COMPITO ▸ Elenca, per favore, tutto ciò che secondo il testo di lettura le maestre della scuola dell'infanzia di Milano indossano o devono indossare.

TESTO DI LETTURA ▸
════
Le maestre di Milano della scuola dell’infanzia indossano dei terribili camici bianchi di plastica. Non sono neanche quelli traspiranti, sono proprio quelli di plastica. Oltre al camice, le complicatissime norme anti-Covid prevedono per loro di indossare mascherina e visiera trasparente. “Non mi metto gli occhiali perché mi si appanna tutto e non vedo più niente“, mi ha detto ridendo l’educatrice che ha accolto ieri mattina mio figlio, dopo sei mesi di assenza da scuola. Me lo ha detto ridendo, sorridendo, felice ed emozionata come emozionati ed entusiasti erano tutti i genitori, le altre educatrici, il personale ausiliario con termometro e gel che controllava gli ingressi, la dirigente.
════
DATI REGISTRATI ▸

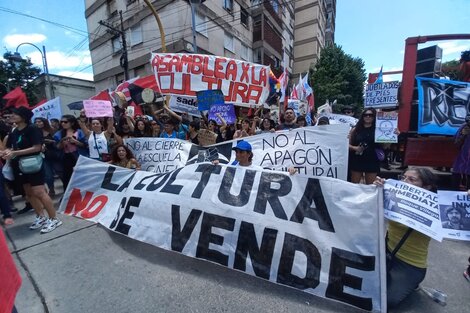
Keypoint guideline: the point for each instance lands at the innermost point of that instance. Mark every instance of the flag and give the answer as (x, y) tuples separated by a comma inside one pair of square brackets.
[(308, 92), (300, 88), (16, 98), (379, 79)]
════
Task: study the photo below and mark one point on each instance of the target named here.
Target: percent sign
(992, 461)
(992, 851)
════
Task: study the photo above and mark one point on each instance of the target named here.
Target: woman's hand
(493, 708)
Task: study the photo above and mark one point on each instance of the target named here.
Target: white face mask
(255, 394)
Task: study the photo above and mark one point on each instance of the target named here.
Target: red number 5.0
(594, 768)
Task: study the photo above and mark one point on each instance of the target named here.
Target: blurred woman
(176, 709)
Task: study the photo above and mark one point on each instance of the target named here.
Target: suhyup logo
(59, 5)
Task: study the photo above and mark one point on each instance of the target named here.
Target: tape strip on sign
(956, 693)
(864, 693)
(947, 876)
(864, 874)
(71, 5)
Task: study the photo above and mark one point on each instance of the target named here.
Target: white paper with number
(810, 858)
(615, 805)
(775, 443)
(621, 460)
════
RISPOSTA ▸
- camici bianchi di plastica
- mascherina
- visiera trasparente